_WRITTEN EXERCISE_
Copy each line of the records below that contains the word "certificate". Case counts.

BEGIN DATA EXTRACT

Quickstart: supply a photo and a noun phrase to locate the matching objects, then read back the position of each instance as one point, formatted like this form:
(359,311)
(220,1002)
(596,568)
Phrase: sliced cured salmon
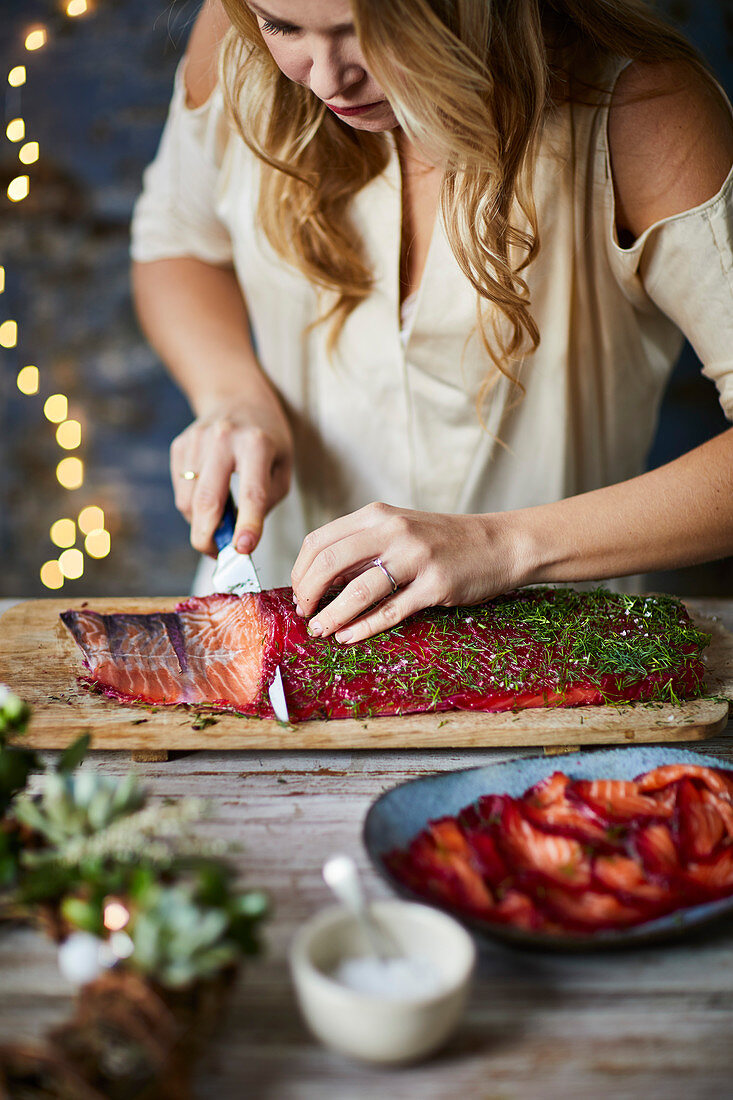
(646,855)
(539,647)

END DATA EXTRACT
BEGIN DATA EXTRACT

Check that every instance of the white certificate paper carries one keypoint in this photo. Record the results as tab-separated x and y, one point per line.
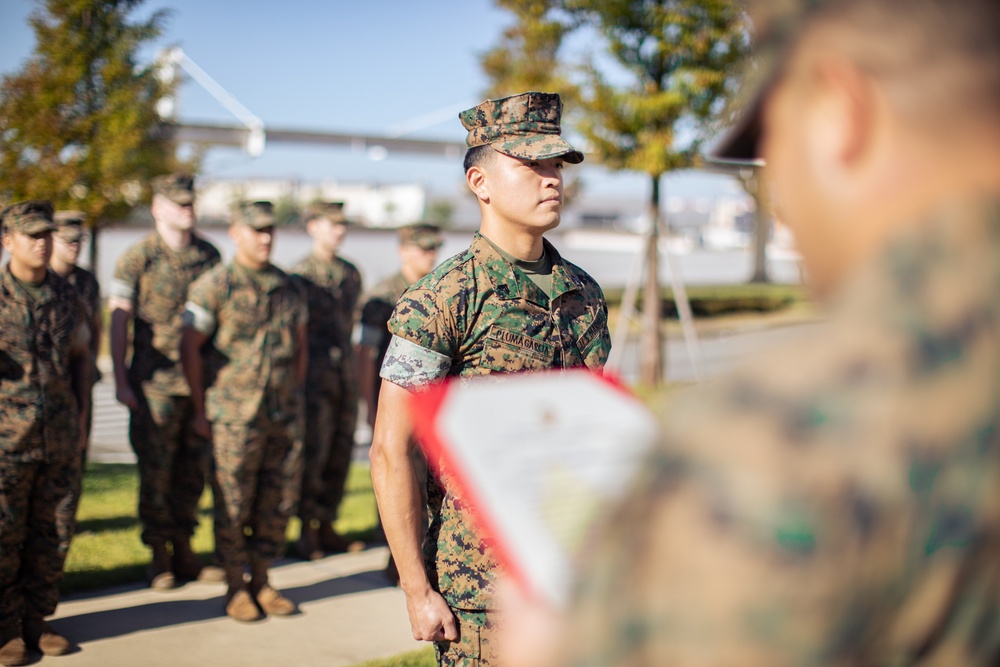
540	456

END DATA EXTRACT
BEGIN DATA EXTRACT

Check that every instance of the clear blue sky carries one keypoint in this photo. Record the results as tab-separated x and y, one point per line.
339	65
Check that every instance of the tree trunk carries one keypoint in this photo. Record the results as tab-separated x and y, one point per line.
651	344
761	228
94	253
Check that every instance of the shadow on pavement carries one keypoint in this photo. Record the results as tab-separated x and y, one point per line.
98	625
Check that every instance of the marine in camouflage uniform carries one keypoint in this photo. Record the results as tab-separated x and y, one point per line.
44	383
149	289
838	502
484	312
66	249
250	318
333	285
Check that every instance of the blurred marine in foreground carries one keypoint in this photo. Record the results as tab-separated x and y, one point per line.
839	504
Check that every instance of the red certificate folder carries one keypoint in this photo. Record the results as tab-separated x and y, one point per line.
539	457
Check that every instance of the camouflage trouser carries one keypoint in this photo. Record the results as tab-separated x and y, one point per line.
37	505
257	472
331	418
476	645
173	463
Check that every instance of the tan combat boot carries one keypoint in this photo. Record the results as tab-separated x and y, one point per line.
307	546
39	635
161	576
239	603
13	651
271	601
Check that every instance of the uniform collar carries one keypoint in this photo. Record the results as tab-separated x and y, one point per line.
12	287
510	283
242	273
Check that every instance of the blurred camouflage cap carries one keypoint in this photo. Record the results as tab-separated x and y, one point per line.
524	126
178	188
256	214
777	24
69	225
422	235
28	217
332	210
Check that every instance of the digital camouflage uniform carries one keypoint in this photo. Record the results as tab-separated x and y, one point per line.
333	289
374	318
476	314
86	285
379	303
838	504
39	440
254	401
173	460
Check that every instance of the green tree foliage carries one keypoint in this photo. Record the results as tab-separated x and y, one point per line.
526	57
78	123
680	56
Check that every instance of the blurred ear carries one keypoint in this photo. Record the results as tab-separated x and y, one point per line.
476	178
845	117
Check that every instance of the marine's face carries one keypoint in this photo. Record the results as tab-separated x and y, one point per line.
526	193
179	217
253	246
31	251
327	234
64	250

END DATA EXTRACT

_EXERCISE OUTPUT_
Check that every instance of the white certificate paper carries one keypoint in this photo. Record the results as tab-separated x and y, one point per line.
Check that every instance of the red certificate folder carries one keypoint in this photo. Record the results as tab-separated x and y, one point per line.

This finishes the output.